**The exercise:** Present every line of the items below as one numbered list, leaving out the blank lines.

** Start of Data section **

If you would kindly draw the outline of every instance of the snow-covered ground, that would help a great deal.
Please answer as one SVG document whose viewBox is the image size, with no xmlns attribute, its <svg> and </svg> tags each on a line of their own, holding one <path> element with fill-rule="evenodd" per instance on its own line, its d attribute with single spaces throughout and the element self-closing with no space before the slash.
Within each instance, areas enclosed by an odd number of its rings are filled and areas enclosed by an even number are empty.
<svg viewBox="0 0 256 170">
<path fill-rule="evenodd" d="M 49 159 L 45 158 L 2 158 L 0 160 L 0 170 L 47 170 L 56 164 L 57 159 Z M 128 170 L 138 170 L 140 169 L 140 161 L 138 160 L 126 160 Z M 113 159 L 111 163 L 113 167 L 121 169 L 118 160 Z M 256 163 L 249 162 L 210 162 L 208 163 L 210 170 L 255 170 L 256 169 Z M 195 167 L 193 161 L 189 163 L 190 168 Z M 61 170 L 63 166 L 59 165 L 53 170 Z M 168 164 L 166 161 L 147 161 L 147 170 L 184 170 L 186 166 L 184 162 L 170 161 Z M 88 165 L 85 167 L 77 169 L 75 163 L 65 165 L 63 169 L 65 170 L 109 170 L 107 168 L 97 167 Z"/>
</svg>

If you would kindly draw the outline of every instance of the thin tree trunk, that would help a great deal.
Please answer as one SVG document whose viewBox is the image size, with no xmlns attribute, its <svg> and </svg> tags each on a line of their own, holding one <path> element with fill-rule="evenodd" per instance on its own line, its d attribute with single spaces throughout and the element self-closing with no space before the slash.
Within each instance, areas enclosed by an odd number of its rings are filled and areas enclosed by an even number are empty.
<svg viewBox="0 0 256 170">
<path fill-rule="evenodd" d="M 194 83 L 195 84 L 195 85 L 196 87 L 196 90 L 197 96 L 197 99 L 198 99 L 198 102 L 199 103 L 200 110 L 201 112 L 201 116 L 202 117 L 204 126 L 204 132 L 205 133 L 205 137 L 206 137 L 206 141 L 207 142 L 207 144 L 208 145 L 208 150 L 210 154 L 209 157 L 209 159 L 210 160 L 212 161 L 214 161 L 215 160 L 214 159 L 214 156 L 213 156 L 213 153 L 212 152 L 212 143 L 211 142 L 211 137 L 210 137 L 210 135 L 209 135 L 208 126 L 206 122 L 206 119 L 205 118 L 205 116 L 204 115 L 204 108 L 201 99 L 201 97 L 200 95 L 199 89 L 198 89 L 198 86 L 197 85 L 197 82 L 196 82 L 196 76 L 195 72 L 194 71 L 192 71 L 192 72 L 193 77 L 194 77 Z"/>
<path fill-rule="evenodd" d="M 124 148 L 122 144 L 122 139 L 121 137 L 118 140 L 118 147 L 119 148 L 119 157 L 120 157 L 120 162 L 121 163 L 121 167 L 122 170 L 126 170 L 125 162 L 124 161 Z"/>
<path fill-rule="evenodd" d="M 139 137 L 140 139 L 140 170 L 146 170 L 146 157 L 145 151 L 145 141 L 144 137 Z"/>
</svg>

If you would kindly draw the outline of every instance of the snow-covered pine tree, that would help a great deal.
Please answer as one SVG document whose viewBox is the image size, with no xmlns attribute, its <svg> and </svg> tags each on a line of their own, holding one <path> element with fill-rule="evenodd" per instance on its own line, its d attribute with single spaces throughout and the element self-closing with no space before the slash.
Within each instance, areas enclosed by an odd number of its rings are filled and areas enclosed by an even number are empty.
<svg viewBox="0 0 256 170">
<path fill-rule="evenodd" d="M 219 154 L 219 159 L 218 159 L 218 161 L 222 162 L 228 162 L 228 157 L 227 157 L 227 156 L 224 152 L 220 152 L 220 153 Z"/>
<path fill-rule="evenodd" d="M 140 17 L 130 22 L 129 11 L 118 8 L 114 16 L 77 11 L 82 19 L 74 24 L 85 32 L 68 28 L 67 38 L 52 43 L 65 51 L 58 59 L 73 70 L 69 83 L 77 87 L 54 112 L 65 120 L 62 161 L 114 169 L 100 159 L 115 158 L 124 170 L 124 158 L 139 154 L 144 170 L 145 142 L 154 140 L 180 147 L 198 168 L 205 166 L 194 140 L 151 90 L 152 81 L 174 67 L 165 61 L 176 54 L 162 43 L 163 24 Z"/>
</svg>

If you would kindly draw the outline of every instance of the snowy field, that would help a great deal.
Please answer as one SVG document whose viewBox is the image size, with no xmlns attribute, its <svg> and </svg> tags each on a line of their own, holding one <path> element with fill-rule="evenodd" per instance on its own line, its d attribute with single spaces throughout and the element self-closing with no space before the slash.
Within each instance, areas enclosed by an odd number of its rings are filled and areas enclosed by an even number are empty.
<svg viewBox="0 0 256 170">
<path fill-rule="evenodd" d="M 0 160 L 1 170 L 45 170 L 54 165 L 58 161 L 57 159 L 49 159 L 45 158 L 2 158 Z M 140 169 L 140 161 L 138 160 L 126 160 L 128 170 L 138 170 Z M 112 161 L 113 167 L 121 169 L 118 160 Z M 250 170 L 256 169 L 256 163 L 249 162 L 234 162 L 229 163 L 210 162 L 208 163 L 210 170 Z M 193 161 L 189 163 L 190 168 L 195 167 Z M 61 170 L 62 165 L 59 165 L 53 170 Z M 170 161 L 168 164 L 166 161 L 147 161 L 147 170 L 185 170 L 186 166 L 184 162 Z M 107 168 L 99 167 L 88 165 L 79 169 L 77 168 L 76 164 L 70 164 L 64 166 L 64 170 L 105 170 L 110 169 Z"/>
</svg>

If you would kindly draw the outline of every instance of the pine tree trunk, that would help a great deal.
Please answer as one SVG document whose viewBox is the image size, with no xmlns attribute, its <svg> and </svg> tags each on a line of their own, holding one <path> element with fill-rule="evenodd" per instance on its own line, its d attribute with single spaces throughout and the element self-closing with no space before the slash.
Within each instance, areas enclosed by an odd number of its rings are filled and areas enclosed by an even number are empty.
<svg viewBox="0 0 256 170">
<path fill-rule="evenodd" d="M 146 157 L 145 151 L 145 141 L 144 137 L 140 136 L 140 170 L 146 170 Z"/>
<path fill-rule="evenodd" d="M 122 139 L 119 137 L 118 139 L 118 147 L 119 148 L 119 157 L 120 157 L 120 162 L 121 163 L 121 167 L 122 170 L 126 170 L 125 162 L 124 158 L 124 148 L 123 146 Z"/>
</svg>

** End of Data section **

**Answer to this task:**
1. If you would kindly draw the outline of every instance of the snow-covered ground, that would help a great deal.
2. Please answer as one SVG document whose viewBox is the image size, with no xmlns attribute, its <svg> and </svg> tags each on a line of their own, holding one <path> element with fill-rule="evenodd" per instance on its own line, its d attribute with single spaces throughout and the element self-closing with no space before the slash.
3. Within each instance, areas enclosed by an odd number of its rings are filled and areas enclosed by an even number are empty.
4. <svg viewBox="0 0 256 170">
5. <path fill-rule="evenodd" d="M 49 159 L 45 158 L 2 158 L 0 160 L 0 170 L 47 170 L 56 164 L 57 159 Z M 128 170 L 138 170 L 140 169 L 140 161 L 138 160 L 126 160 Z M 113 159 L 111 163 L 113 167 L 121 169 L 118 160 Z M 256 163 L 249 162 L 210 162 L 208 163 L 210 170 L 255 170 L 256 169 Z M 195 167 L 193 161 L 189 163 L 190 168 Z M 61 170 L 63 166 L 59 165 L 53 170 Z M 168 164 L 166 161 L 147 161 L 147 170 L 184 170 L 186 166 L 184 162 L 170 161 Z M 88 165 L 85 167 L 77 169 L 75 163 L 65 165 L 63 169 L 65 170 L 109 170 L 107 168 L 97 167 Z"/>
6. </svg>
7. If you would kindly draw the outline of every instance of the thin tree trunk, that would help a great deal.
8. Please answer as one SVG document whose viewBox is the image size, with no xmlns attribute, its <svg> and </svg> tags each on a line of their own, holding one <path> element with fill-rule="evenodd" per instance on its own line, its d attribute with single spaces throughout and the element self-closing with no space before the slash.
9. Within each instance, areas enclosed by an odd number of its rings are filled and areas enclosed by an even number are empty.
10. <svg viewBox="0 0 256 170">
11. <path fill-rule="evenodd" d="M 194 83 L 195 84 L 195 85 L 196 87 L 196 90 L 197 96 L 197 99 L 198 99 L 198 102 L 199 103 L 200 110 L 201 112 L 201 116 L 202 117 L 204 126 L 204 132 L 205 133 L 205 137 L 206 137 L 206 141 L 207 142 L 207 144 L 208 145 L 208 150 L 210 154 L 209 157 L 209 159 L 210 160 L 212 161 L 214 161 L 215 160 L 214 159 L 214 156 L 213 156 L 213 153 L 212 152 L 212 143 L 211 142 L 211 137 L 210 137 L 210 135 L 209 135 L 208 126 L 206 122 L 206 119 L 205 118 L 205 116 L 204 115 L 204 108 L 201 99 L 201 97 L 200 95 L 199 89 L 198 89 L 198 86 L 197 85 L 197 82 L 196 82 L 196 76 L 195 72 L 194 71 L 192 71 L 192 72 L 193 77 L 194 77 Z"/>
12. <path fill-rule="evenodd" d="M 124 148 L 122 144 L 122 139 L 121 137 L 118 140 L 118 147 L 119 148 L 119 157 L 120 157 L 120 162 L 121 163 L 121 167 L 122 170 L 126 170 L 125 162 L 124 161 Z"/>
13. <path fill-rule="evenodd" d="M 139 137 L 140 139 L 140 170 L 146 170 L 146 157 L 145 151 L 145 141 L 144 137 Z"/>
14. </svg>
15. If you would kindly draw the outline of every instance of the snow-covered pine tree, that would help a great deal.
16. Please answer as one SVG document whose viewBox is the image size, with no xmlns attribute, its <svg> and </svg> tags each on a line of their own, holding one <path> element with fill-rule="evenodd" per instance on its own line, its d attribute with single spaces throughout and the element self-closing with no space before the slash.
17. Within each instance, areas enclosed by an odd number of its rings are filled and areas enclosed by an even number are empty.
18. <svg viewBox="0 0 256 170">
19. <path fill-rule="evenodd" d="M 219 154 L 219 159 L 218 159 L 218 161 L 222 162 L 228 162 L 228 157 L 227 157 L 227 156 L 224 152 L 220 152 L 220 153 Z"/>
20. <path fill-rule="evenodd" d="M 140 17 L 130 22 L 129 11 L 118 8 L 114 16 L 77 11 L 82 19 L 74 24 L 85 32 L 68 28 L 67 38 L 52 43 L 65 51 L 58 59 L 73 70 L 69 83 L 77 87 L 54 112 L 65 120 L 62 161 L 114 169 L 100 159 L 115 158 L 124 170 L 124 158 L 139 154 L 144 170 L 145 142 L 154 140 L 180 147 L 198 168 L 205 166 L 194 140 L 151 90 L 152 81 L 174 67 L 165 61 L 176 54 L 162 43 L 163 24 Z"/>
21. </svg>
22. If you would kindly draw the outline of every instance of the snowy field, that would help a great deal.
23. Please answer as one SVG document whose viewBox is the image size, with no xmlns attribute, its <svg> and </svg> tags each on a line of their own, holding one <path> element with fill-rule="evenodd" per instance on its own line, its d attribute with single spaces throughout and the element self-closing with no space before the slash.
24. Within each instance, areas enclosed by an odd number of its rings are filled and areas enclosed by an even number are empty.
25. <svg viewBox="0 0 256 170">
26. <path fill-rule="evenodd" d="M 0 160 L 1 170 L 45 170 L 54 165 L 58 161 L 57 159 L 49 159 L 45 158 L 2 158 Z M 140 169 L 140 161 L 138 160 L 126 160 L 128 170 L 138 170 Z M 112 161 L 113 167 L 121 169 L 118 160 Z M 250 170 L 256 169 L 256 163 L 249 162 L 234 162 L 229 163 L 210 162 L 208 163 L 210 170 Z M 193 161 L 189 163 L 190 168 L 195 167 Z M 61 170 L 62 165 L 59 165 L 53 170 Z M 170 161 L 168 164 L 166 161 L 147 161 L 147 170 L 185 170 L 186 166 L 184 162 Z M 107 168 L 99 167 L 88 165 L 79 169 L 77 168 L 76 164 L 70 164 L 64 166 L 64 170 L 105 170 L 110 169 Z"/>
27. </svg>
28. If you would kindly draw the outline of every instance of the pine tree trunk, that would help a great deal.
29. Please answer as one SVG document whose viewBox is the image size, with no xmlns attribute, its <svg> and </svg> tags each on a line of their own, holding one <path> element with fill-rule="evenodd" per instance on its own line, its d attribute with single spaces throughout and the element self-closing with no space before the slash.
30. Within each instance, areas enclosed by an odd number of its rings are filled and areas enclosed by an even number are empty.
31. <svg viewBox="0 0 256 170">
32. <path fill-rule="evenodd" d="M 146 157 L 145 151 L 145 141 L 144 137 L 140 136 L 140 170 L 146 170 Z"/>
33. <path fill-rule="evenodd" d="M 122 139 L 119 137 L 118 139 L 118 147 L 119 148 L 119 157 L 120 157 L 120 162 L 121 163 L 121 167 L 122 170 L 126 170 L 125 162 L 124 158 L 124 148 L 123 146 Z"/>
34. </svg>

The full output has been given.